New research project to investigate impacts of Covid-19 on vulnerable groups
29 Apr 2020
The Scottish Government has awarded funding to a group of University of Glasgow researchers to look into the current and longer-term impact of social distancing and other behavioural measures on vulnerable groups.
The research team, led by SCCJR’s Prof Sarah Armstrong with co-principal investigator Dr Lucy Pickering, will focus on four key groups; the disabled and chronically ill; criminal justice populations; domestic abuse and sexual violence survivors; and refugees, asylum and destitution-affected.
The research will also look at how community organisations support these groups; consider the distinct and shared challenges they face (such as the shift to online support) and find out in which ways they have adapted.
Within six months the research will identify potential support for people, support services and policymakers.
Sarah Armstrong said: “Following the science has been a slogan in much of the public and policy messaging about Covid-19, but less attention is being paid to the social dimensions and impacts. Social factors are at least as important as medical science in supporting an effective response to the pandemic.
“We know that people are not being affected equally by this disease or the measures in place to control it. There are people in society who already were marginalised, isolated or invisible who may become more so, or who may face particular risks and challenges during the pandemic.”
She added that the research will inform Government on how to ensure those who are already marginalised are not forgotten in debates about easing lockdown or preventing the spread of the disease.

◆ ◆ ◆ ◆

[What the exercise asks] Continue the news item about the Covid-19 research project on vulnerable groups, starting after its last sentence.

◆ ◆ ◆ ◆

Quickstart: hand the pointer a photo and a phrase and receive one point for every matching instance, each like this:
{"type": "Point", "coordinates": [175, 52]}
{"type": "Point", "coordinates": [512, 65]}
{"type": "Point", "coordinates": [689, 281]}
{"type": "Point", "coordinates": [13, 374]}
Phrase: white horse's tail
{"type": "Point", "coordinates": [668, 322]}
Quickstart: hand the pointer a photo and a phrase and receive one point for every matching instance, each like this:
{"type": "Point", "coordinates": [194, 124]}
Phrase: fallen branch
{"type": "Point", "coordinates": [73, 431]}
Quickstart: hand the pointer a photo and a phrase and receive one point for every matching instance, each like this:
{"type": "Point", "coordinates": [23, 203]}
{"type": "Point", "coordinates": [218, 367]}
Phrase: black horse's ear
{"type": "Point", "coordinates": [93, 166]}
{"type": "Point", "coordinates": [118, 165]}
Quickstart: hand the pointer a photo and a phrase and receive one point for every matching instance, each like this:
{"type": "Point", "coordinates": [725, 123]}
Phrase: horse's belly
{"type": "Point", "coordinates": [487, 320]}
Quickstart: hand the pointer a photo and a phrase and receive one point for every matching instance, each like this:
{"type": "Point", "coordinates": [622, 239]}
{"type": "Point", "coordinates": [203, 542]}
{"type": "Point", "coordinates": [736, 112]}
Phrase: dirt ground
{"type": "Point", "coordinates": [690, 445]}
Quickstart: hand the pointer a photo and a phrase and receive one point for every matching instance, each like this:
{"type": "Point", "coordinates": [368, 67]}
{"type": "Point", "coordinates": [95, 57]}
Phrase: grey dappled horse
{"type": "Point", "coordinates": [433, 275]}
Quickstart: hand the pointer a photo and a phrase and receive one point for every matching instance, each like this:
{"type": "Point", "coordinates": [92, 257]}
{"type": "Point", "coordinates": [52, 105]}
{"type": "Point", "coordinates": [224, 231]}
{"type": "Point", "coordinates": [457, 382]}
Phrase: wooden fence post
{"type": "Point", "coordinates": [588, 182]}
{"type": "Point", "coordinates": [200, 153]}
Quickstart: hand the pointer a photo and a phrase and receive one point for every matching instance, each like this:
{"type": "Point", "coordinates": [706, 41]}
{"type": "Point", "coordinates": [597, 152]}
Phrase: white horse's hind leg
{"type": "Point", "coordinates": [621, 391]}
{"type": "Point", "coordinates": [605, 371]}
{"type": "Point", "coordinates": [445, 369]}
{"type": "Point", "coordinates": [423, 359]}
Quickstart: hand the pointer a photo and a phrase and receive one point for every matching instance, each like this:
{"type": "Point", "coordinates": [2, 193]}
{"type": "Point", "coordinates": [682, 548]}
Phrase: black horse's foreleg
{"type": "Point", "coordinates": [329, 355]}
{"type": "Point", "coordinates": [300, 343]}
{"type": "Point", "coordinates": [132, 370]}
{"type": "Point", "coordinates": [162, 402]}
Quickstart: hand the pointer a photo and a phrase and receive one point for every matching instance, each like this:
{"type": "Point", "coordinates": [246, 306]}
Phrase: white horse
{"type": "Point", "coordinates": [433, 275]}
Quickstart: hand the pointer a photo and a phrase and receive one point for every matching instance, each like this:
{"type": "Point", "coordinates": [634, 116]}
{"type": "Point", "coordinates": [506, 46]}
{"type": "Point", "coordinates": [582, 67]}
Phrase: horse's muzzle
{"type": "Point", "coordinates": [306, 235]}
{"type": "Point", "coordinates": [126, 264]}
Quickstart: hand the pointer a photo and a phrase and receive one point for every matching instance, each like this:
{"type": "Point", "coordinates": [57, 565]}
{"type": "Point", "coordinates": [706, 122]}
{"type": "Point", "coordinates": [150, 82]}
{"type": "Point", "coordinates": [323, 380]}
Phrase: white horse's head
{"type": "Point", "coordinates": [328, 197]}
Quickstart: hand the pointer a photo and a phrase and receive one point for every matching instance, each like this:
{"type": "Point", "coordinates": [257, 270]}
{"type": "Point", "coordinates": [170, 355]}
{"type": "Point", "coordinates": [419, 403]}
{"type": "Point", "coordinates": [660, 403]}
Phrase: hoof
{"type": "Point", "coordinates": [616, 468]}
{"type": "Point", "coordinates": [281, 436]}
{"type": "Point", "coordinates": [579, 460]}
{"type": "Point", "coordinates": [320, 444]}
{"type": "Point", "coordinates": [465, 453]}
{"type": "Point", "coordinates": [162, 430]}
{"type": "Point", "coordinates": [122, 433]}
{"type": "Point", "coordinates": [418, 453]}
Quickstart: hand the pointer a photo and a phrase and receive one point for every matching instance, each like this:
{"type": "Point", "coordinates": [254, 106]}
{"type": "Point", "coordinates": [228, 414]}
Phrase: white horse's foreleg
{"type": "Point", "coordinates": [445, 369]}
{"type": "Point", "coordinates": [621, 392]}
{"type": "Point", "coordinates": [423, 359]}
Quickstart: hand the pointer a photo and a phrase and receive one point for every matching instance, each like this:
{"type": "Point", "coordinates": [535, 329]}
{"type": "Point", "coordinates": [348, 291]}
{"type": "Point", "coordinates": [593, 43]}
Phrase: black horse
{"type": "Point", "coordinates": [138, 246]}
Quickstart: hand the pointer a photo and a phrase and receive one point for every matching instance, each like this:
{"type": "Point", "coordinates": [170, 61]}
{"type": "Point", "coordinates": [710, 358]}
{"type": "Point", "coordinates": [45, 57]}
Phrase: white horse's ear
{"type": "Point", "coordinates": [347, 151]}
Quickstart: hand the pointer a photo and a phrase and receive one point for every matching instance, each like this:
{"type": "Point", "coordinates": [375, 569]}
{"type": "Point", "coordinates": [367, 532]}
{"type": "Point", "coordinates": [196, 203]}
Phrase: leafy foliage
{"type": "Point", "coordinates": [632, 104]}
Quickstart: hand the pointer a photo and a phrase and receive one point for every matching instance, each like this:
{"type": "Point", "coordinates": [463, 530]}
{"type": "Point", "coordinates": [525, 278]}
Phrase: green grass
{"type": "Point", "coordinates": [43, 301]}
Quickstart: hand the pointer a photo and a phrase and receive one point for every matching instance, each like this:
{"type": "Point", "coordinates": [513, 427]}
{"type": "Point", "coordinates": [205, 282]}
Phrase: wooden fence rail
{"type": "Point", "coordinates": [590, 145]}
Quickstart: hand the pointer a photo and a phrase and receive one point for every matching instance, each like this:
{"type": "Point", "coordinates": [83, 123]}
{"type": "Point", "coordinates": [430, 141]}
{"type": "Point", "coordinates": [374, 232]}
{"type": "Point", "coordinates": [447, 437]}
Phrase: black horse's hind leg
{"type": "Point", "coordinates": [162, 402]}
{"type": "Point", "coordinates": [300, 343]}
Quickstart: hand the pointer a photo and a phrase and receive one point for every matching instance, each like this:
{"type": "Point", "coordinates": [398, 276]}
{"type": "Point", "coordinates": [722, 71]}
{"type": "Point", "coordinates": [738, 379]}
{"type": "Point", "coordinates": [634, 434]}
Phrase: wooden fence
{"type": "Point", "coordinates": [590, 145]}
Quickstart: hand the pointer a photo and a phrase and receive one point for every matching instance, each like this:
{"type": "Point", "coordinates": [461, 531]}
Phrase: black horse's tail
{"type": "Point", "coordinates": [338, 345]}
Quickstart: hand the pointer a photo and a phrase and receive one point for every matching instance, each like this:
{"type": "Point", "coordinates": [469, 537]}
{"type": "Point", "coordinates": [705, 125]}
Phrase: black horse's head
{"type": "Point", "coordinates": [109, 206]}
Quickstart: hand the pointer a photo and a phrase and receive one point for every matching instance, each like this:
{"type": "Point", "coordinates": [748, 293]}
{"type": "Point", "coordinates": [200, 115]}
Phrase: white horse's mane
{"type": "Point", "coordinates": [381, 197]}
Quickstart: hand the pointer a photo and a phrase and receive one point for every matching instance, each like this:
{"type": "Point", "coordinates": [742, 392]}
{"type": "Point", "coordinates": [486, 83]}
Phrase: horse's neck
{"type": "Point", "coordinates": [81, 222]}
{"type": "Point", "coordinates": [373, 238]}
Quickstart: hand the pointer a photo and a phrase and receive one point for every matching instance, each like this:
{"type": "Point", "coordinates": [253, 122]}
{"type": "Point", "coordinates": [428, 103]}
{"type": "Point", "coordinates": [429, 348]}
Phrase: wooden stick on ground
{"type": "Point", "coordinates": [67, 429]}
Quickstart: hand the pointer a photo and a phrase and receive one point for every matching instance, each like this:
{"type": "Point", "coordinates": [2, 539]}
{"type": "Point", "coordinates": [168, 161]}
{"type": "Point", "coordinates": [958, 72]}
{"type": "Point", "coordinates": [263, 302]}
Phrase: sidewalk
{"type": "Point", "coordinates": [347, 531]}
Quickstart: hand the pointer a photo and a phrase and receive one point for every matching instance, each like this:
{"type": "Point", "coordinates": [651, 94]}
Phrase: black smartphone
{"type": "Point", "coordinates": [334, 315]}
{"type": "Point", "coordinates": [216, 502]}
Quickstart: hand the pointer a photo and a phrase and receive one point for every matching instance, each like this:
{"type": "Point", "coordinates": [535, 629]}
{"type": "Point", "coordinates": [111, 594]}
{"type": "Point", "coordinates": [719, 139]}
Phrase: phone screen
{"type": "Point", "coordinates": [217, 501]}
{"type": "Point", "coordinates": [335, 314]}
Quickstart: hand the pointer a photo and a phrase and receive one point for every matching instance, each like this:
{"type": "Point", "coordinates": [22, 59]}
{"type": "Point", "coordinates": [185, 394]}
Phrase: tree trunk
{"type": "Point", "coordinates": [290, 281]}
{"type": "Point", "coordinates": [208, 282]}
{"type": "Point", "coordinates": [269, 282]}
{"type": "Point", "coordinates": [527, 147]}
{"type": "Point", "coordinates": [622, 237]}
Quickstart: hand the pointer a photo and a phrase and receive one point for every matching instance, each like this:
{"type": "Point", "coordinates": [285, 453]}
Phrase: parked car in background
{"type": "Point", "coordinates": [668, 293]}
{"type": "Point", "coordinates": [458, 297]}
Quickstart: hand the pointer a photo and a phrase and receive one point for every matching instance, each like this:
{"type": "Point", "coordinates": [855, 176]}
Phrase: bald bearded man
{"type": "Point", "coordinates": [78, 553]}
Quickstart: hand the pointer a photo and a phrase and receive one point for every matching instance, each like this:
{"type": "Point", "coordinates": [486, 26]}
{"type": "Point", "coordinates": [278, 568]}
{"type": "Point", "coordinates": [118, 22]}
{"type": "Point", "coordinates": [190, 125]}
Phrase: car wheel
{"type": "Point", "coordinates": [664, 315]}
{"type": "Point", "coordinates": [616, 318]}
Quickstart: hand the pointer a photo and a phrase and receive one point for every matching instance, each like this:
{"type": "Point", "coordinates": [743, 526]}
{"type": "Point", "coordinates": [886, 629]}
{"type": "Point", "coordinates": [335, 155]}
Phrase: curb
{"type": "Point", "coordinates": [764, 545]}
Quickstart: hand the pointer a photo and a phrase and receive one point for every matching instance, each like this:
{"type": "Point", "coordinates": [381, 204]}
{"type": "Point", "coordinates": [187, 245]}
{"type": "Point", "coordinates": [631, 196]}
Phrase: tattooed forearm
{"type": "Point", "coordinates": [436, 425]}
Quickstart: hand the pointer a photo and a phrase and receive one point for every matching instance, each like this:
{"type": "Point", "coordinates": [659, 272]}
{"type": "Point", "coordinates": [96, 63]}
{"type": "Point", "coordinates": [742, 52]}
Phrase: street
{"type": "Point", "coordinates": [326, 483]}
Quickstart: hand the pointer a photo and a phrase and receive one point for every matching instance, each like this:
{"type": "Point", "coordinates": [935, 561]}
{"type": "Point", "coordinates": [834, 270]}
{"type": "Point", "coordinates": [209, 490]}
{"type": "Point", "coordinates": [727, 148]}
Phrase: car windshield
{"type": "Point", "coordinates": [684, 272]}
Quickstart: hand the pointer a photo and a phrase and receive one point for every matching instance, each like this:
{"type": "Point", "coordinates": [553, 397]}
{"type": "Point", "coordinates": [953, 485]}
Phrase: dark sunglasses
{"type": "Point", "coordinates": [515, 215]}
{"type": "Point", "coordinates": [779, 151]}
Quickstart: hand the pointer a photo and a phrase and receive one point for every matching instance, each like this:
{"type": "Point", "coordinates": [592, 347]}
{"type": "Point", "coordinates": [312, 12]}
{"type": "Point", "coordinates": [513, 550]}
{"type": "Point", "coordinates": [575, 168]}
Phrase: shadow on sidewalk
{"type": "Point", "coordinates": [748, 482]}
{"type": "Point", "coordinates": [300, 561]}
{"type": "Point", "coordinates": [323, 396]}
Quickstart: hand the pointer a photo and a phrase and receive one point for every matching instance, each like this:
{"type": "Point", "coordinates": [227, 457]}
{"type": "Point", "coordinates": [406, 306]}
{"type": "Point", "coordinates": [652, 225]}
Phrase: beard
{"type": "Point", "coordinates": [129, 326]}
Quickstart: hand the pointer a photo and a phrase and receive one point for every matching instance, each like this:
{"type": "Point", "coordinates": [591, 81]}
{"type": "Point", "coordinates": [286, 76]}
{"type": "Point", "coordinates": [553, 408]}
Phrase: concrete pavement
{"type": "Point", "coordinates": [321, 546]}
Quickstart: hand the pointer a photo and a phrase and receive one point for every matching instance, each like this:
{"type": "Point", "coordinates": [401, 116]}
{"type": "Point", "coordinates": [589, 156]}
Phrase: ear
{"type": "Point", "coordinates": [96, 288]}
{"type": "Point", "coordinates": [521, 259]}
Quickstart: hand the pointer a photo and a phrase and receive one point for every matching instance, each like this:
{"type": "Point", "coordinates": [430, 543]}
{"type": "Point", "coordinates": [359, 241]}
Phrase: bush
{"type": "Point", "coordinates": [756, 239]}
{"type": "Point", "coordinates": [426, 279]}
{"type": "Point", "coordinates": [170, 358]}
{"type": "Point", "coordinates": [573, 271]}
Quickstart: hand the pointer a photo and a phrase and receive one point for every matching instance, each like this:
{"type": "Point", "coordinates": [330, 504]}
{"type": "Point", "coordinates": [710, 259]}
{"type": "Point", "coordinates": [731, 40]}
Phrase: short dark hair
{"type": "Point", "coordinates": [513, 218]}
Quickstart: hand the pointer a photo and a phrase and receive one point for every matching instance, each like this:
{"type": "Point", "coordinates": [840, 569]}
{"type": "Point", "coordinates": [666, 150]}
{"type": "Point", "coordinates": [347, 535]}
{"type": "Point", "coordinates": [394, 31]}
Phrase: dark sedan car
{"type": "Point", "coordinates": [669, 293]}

◆ ◆ ◆ ◆

[Answer box]
Funding for the research is part of a wider package of support from the Scottish Government who have committed £5m to support 55 ‘rapid coronavirus research’ across 15 Scottish universities and research institutions, contributing to global efforts to combat the virus and its wider effects.
At the time of announcement, Health Secretary Jeane Freeman said: “I know many academics are already thinking about how their research can be used during this national and international emergency. This funding enables universities and research institutions to immediately draw on the very best science and methodologies available to build on our understanding of this virus, develop new treatments, stop infection and support people’s mental and physical health.”
The research team consists of several SCCJR colleagues including Dr Oona Brooks-Hay, Dr Caitlin Gormley, Dr Nughmana Mirza, Dr Marguerite Schinkel, Prof Fergus McNeill and Prof Michele Burman. They will be joined by fellow co-investigators, Dr Chris Bunn, Dr Nicola Burns, Dr Alicia Davis, Dr Gareth Mulvey, Dr Ida Norberg, Dr Teresa Piacentini, Prof Jude Robinson, Dr Kristina Saunders, Prof Nick Watson and Dr Philippa Wiseman (all Glasgow University) plus seven partner organisations who support the population groups addressed by the research.